» **Task to complete**
The full listing below should be repeated exactly.
#### Dataset records ####
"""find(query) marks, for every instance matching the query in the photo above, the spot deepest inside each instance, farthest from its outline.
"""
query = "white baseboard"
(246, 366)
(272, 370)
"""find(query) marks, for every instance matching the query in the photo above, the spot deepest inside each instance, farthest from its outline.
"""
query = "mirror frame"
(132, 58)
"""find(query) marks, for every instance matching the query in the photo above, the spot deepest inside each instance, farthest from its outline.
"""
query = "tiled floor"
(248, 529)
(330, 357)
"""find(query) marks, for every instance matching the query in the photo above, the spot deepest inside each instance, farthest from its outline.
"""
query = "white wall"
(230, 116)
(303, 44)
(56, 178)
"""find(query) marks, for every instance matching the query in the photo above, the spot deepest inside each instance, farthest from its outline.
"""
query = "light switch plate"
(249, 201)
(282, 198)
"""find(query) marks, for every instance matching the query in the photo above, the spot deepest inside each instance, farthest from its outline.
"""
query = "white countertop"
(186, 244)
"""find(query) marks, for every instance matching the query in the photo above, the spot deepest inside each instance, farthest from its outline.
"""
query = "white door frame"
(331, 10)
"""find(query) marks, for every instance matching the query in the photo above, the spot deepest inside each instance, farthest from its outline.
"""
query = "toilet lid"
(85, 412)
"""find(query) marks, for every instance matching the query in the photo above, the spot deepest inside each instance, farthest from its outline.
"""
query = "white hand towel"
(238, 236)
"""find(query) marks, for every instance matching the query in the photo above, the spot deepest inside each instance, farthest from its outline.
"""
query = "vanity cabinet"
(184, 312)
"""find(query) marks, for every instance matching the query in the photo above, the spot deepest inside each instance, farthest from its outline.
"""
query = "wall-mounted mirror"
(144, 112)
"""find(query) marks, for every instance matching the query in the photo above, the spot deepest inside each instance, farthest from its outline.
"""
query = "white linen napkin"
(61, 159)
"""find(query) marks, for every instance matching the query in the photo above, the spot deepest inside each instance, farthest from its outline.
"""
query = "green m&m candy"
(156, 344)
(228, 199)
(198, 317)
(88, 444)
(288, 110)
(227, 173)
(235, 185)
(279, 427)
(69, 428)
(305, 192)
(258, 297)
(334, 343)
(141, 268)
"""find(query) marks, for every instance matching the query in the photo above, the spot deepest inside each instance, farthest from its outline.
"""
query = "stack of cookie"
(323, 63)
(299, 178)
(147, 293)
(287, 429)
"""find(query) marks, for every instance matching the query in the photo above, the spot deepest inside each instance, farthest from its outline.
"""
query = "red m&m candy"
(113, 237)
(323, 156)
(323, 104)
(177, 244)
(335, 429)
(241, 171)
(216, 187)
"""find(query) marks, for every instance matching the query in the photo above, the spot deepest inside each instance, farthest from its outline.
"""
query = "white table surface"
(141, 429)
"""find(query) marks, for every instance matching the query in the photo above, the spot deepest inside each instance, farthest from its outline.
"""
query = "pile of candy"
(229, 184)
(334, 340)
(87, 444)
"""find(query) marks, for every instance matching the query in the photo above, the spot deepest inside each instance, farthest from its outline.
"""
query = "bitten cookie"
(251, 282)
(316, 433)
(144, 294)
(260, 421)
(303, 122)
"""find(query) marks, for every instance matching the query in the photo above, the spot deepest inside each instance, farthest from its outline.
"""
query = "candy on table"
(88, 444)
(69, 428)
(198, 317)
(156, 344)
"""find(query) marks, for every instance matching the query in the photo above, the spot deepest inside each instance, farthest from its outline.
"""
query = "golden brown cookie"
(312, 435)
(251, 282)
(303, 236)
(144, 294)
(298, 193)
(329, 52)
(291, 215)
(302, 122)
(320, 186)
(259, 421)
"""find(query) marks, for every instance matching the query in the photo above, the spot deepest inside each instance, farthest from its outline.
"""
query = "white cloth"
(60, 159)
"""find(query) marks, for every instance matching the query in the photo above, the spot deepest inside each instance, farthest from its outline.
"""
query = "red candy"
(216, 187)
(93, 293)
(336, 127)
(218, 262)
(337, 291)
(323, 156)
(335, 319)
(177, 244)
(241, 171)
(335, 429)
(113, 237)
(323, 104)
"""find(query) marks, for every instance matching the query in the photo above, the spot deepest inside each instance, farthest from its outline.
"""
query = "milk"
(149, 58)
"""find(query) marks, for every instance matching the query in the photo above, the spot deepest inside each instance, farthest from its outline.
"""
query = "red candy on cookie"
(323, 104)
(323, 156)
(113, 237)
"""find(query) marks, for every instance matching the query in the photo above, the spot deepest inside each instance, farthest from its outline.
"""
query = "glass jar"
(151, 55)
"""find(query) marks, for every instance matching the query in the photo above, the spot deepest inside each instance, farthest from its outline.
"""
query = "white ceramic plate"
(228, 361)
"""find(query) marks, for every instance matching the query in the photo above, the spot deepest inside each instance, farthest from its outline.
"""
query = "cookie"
####
» **Result for this task**
"""find(query) marks, for every instance matching the query in the photo above, the spot deepest inside each instance, farthest from its outline.
"""
query = "white baseboard"
(246, 366)
(272, 370)
"""find(query) marks, for every instance matching the query in the photo above, the spot deepest inside each instance, farthest from its outline.
"""
query = "mirror frame"
(132, 58)
"""find(query) marks, for every instance matching the query in the photo above, the spot deepest inside each instance, farthest from its outline.
"""
query = "tiled floor"
(248, 529)
(330, 357)
"""find(query) marks, for every instance matching the query in the photo above, the spot deepest inside each instance, farthest from its outline.
"""
query = "white wall"
(230, 116)
(303, 44)
(56, 178)
"""find(query) marks, for every instance matching the query in the photo above, the spot deepest inside each instance, farthest from its outline.
"""
query = "light switch plate"
(249, 201)
(282, 198)
"""find(query) marks, for every instance matching the query in the photo above, the spot deepest inside each instance, farthest from its outline.
"""
query = "white countertop"
(186, 244)
"""find(query) marks, for every instance matching the query in the photo above, the spot deepest inside each instance, farthest from its outline.
"""
query = "white door frame"
(331, 10)
"""find(query) marks, for every instance matching the query in the photo above, the spot deepest inside each instance, farthest from its outline.
"""
query = "toilet lid"
(85, 412)
"""find(query) marks, for every instance matching the query in the photo above, the spot deepest inside each instance, farthest from its outline.
"""
query = "white hand towel"
(238, 236)
"""find(query) marks, for every instance matching the query in the photo above, the spot deepest inside each instance, farthest from its outline.
"""
query = "vanity cabinet"
(184, 312)
"""find(query) marks, for every instance matching the query in the photo above, the spot deepest inside each instance, farthest from its outline.
"""
query = "wall-mounted mirror"
(144, 112)
"""find(query) marks, for every instance matching the query in the photo above, the spot deepest inside each instance, farthest from its outline.
"""
query = "white linen napkin"
(61, 159)
"""find(query) marks, for every instance matching the query in the photo above, the spot deepest inside each instance, farthest from its outline.
"""
query = "green m&m candy"
(156, 344)
(228, 199)
(198, 317)
(88, 444)
(288, 110)
(227, 173)
(235, 185)
(279, 427)
(69, 428)
(305, 192)
(258, 297)
(334, 343)
(141, 268)
"""find(query) marks, for every instance matching the query in the photo above, the spot deepest inside each instance, farthest from its outline.
"""
query = "stack of cookie"
(323, 63)
(299, 178)
(147, 293)
(287, 429)
"""find(query) marks, for every instance matching the query in the photo above, the spot deepest inside each instance, farthest from its outline.
"""
query = "red m&m candy"
(113, 237)
(323, 156)
(323, 104)
(177, 244)
(335, 429)
(241, 171)
(216, 187)
"""find(query) marks, for every instance matching the query in the photo above, the spot deepest inside each instance, farthest from its outline.
"""
query = "white table surface"
(141, 429)
"""find(query) marks, for every instance matching the query in the photo above, the spot deepest inside each instance, farthest from its outline.
"""
query = "pile of candy"
(229, 184)
(334, 340)
(87, 444)
"""find(query) marks, for every instance matching the query in the photo above, the spot deepest inside each instance, farthest from its outline.
"""
query = "bitten cookie"
(251, 282)
(316, 433)
(144, 294)
(260, 421)
(303, 122)
"""find(query) marks, for every instance matching the query in the photo above, the spot deepest inside each instance, farthest from its outline.
"""
query = "candy on table"
(88, 444)
(69, 428)
(198, 317)
(156, 344)
"""find(query) marks, for every instance matching the query in the photo above, the spot deepest inside each instance, farthest from its outline.
"""
query = "golden brown cookie"
(312, 435)
(251, 282)
(303, 236)
(144, 294)
(298, 193)
(329, 52)
(291, 215)
(302, 122)
(320, 186)
(259, 421)
"""find(query) marks, for every instance matching the query in the photo above, the spot deepest inside each instance, farthest from its outline.
"""
query = "white cloth"
(60, 159)
"""find(query) marks, for every instance matching the query in the photo above, the spot deepest inside each instance, farthest from its outline.
"""
query = "red candy"
(216, 187)
(93, 293)
(336, 127)
(218, 262)
(337, 291)
(323, 156)
(335, 319)
(177, 244)
(241, 171)
(335, 429)
(113, 237)
(323, 104)
"""find(query) marks, for every instance matching the query in the photo above, the spot deepest inside each instance, farthest from its outline.
"""
query = "milk"
(149, 58)
"""find(query) marks, for every instance matching the query in the photo above, the spot deepest inside each instance, farthest from its outline.
"""
query = "red candy on cookie"
(323, 104)
(323, 156)
(113, 237)
"""find(query) marks, for every instance matching the query in the photo above, the spot deepest inside each instance, farthest from its outline.
"""
query = "glass jar"
(151, 55)
"""find(query) marks, for every instance matching the query in the photo above, the spot deepest inside each instance, farthest from its outline.
"""
query = "white ceramic plate"
(228, 361)
"""find(query) marks, for every instance matching the query in the photo above, the spot deepest inside each instance, farthest from its outline.
"""
query = "cookie"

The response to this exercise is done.